What the exercise asks » Extract every line of the data below and reproduce each one word for word, from the first line through the last.

(Rows from a dataset)
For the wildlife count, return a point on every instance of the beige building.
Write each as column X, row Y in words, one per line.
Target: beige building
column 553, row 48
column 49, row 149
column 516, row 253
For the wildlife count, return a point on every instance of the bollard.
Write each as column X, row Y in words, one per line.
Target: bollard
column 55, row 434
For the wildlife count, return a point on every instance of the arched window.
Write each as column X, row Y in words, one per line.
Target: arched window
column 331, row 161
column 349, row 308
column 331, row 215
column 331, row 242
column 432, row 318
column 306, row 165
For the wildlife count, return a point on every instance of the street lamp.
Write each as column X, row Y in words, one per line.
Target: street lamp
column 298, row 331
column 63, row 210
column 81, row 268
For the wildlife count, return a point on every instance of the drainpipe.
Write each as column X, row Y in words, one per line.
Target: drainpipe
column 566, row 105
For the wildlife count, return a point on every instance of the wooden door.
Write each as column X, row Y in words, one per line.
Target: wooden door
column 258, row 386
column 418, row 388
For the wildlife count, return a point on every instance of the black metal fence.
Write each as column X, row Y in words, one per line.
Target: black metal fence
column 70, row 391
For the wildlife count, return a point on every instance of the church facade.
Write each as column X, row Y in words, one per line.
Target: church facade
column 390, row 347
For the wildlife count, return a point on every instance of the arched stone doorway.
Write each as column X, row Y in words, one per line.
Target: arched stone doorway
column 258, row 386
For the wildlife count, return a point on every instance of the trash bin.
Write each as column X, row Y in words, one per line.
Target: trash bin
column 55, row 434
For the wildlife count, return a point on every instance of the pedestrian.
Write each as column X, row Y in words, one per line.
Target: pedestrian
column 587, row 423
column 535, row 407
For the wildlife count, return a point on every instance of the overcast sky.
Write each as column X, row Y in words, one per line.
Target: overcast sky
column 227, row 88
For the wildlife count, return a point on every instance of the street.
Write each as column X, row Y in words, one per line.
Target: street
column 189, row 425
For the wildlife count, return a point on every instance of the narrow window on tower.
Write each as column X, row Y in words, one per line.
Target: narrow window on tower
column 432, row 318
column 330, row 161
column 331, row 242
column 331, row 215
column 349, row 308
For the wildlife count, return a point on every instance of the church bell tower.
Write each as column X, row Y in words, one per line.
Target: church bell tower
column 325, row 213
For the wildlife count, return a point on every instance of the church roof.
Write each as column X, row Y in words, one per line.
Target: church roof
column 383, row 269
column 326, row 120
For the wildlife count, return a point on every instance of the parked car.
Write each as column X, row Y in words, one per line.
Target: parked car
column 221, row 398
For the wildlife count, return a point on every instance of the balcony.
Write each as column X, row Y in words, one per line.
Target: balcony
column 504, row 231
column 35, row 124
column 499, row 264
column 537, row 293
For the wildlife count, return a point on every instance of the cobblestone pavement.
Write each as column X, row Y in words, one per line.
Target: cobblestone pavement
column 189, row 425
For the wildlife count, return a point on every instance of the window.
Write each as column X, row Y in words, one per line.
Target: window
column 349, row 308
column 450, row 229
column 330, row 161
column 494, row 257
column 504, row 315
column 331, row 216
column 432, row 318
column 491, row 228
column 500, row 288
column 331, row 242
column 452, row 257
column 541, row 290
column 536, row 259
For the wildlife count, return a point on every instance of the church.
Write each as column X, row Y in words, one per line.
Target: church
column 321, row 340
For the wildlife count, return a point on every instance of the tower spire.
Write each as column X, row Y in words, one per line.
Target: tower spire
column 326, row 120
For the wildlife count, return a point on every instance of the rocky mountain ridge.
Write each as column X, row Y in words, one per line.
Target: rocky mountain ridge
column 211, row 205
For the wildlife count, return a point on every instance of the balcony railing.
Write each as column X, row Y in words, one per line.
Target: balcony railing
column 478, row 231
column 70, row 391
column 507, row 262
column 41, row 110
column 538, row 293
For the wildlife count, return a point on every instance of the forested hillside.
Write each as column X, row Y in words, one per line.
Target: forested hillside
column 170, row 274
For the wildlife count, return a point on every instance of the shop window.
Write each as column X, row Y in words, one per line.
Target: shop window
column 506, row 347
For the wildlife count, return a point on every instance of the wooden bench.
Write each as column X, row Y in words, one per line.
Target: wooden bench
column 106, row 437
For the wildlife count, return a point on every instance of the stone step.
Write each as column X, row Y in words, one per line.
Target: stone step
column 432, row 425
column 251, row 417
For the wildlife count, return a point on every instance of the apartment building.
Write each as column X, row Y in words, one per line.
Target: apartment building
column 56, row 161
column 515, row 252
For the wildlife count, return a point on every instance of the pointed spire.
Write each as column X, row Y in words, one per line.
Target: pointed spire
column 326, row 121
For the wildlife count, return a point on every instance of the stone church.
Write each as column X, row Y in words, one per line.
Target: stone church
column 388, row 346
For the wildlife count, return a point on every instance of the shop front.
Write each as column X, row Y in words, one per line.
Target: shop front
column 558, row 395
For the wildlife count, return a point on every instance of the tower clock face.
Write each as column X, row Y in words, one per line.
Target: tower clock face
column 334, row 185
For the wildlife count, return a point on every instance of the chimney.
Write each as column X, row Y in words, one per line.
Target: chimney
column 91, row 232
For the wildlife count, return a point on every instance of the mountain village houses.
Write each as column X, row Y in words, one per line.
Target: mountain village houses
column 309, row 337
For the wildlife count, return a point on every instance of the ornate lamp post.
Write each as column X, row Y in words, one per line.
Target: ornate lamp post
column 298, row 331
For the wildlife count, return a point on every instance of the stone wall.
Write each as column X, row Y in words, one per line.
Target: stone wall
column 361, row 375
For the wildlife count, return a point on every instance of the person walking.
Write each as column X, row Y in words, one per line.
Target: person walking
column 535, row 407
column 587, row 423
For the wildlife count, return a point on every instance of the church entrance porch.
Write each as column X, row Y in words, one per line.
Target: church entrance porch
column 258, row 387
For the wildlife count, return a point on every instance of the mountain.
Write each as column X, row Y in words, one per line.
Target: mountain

Right answer »
For the wildlife count, return a point on every instance of the beige building.
Write each as column X, row Y in words, one per line.
Target: beige building
column 553, row 48
column 49, row 149
column 516, row 253
For the wildlife count, return a point on every instance of the bollard.
Write each as column X, row Y in words, one per line.
Target: bollard
column 55, row 434
For the wildlife count, return a point on every instance of the arched window.
Write each as column X, row Y in words, one per line.
Target: arched window
column 331, row 161
column 349, row 308
column 331, row 215
column 331, row 242
column 432, row 318
column 306, row 165
For the wildlife count, return a point on every instance of the street lamp.
Write each as column X, row Y in words, one per line.
Target: street lamp
column 298, row 331
column 63, row 210
column 81, row 268
For the wildlife count, return a point on every instance of the drainpipe.
Write each as column X, row Y in words, one per line.
Target: drainpipe
column 566, row 105
For the wildlife count, return a point on every instance of the wooden door.
Write each as column X, row Y in words, one per line.
Target: wooden door
column 258, row 386
column 418, row 388
For the wildlife count, return a point on every instance of the black metal fence.
Write each as column X, row Y in words, one per line.
Target: black metal fence
column 70, row 391
For the wildlife count, return a point on every instance of the church facade.
Write each as column X, row Y in words, one per line.
Target: church facade
column 390, row 347
For the wildlife count, return a point on every instance of the arched stone doorway.
Write each as column X, row Y in words, one per line.
Target: arched stone doorway
column 258, row 386
For the wildlife count, return a point on every instance of the trash bin.
Write each as column X, row Y in words, one per line.
Target: trash bin
column 55, row 434
For the wildlife count, return a point on every instance of the pedestrian.
Write each as column X, row Y in words, one per line.
Target: pedestrian
column 587, row 423
column 535, row 407
For the wildlife count, return a point on every instance of the overcast sky.
Write each as column X, row Y in words, one per line.
Target: overcast sky
column 227, row 88
For the wildlife count, return a point on every instance of the street.
Write each as column X, row Y in words, one per line.
Target: street
column 189, row 425
For the wildlife count, return a point on every instance of the narrow window on tower.
Write each as column X, row Y in words, one per line.
Target: narrow window on tower
column 432, row 318
column 330, row 161
column 331, row 242
column 331, row 215
column 349, row 308
For the wildlife count, return a point on every instance of the church bell tower.
Write each as column X, row Y in words, one per line.
Target: church bell tower
column 325, row 213
For the wildlife count, return a point on every instance of the church roof.
Write each as column X, row Y in words, one per line.
Target: church roof
column 383, row 269
column 326, row 120
For the wildlife count, return a point on every instance of the parked car.
Write each as column X, row Y in words, one per line.
Target: parked car
column 221, row 398
For the wildlife count, return a point on every instance of the balcony.
Write each as column X, row Y in words, one per line.
Target: balcony
column 504, row 231
column 35, row 124
column 499, row 264
column 537, row 293
For the wildlife count, return a point on every instance of the cobblestone pavement.
Write each as column X, row Y in words, one per line.
Target: cobblestone pavement
column 189, row 425
For the wildlife count, return a point on every instance of the window.
Write each as column X, row Y in words, one per line.
Target: window
column 349, row 308
column 450, row 229
column 330, row 161
column 494, row 257
column 504, row 315
column 331, row 216
column 432, row 318
column 491, row 228
column 500, row 288
column 331, row 242
column 452, row 257
column 541, row 290
column 536, row 259
For the wildlife count, return a point on every instance of the church.
Write each as column X, row Y in words, one per line.
Target: church
column 321, row 340
For the wildlife count, return a point on every instance of the tower spire.
Write each as column X, row Y in words, one per line.
Target: tower spire
column 326, row 120
For the wildlife count, return a point on every instance of the rocky mountain ridge.
Write each as column X, row Y in words, one per line.
Target: rocky mountain ridge
column 211, row 205
For the wildlife count, return a point on every instance of the balcony railing.
Write each as column X, row Y in words, one per line.
Target: balcony railing
column 478, row 231
column 70, row 391
column 507, row 262
column 41, row 110
column 538, row 293
For the wildlife count, return a point on every instance of the forested hillside.
Write each as column X, row Y in words, one per line.
Target: forested hillside
column 170, row 274
For the wildlife count, return a point on every instance of the shop window.
Write each as column X, row Y in words, one per line.
Target: shop window
column 506, row 347
For the wildlife count, return a point on every instance of the wooden bench.
Write each as column X, row Y in words, one per line.
Target: wooden bench
column 106, row 437
For the wildlife count, return a point on every instance of the stone step.
Write each as column X, row Y in words, one per line.
Target: stone step
column 432, row 425
column 251, row 417
For the wildlife count, return a point on every instance of the apartment building.
Write each as column X, row Y in words, one per line.
Target: apartment building
column 56, row 161
column 515, row 252
For the wildlife count, return a point on every instance of the pointed spire.
Write each as column X, row Y in words, one per line.
Target: pointed spire
column 326, row 121
For the wildlife count, return a point on every instance of the stone church.
Write each as column X, row Y in words, one per line.
Target: stone church
column 388, row 346
For the wildlife count, return a point on every instance of the shop front.
Write each as column X, row Y in words, one per line.
Target: shop front
column 558, row 395
For the wildlife count, return a point on every instance of the tower clock face.
Write each as column X, row Y in words, one per line.
Target: tower clock face
column 334, row 185
For the wildlife count, return a point on every instance of the chimney.
Write each as column X, row Y in words, one per line.
Target: chimney
column 91, row 232
For the wildlife count, return a point on every instance of the mountain village houses.
Write each as column X, row Y in words, one per line.
Target: mountain village houses
column 309, row 337
For the wildlife count, return a point on every instance of the ornate lamp post.
Write each as column X, row Y in words, one per line.
Target: ornate lamp post
column 298, row 331
For the wildlife count, return a point on every instance of the stone wall.
Write each as column X, row Y in words, one per line.
Target: stone wall
column 361, row 375
For the wildlife count, return a point on every instance of the person walking.
Write each as column X, row Y in words, one per line.
Target: person walking
column 535, row 407
column 587, row 423
For the wildlife count, return a point on every instance of the church entrance porch.
Write each as column X, row Y in words, one per line.
Target: church entrance porch
column 258, row 387
For the wildlife count, return a point on every instance of the mountain.
Write each as column X, row Y in words, one per line.
Target: mountain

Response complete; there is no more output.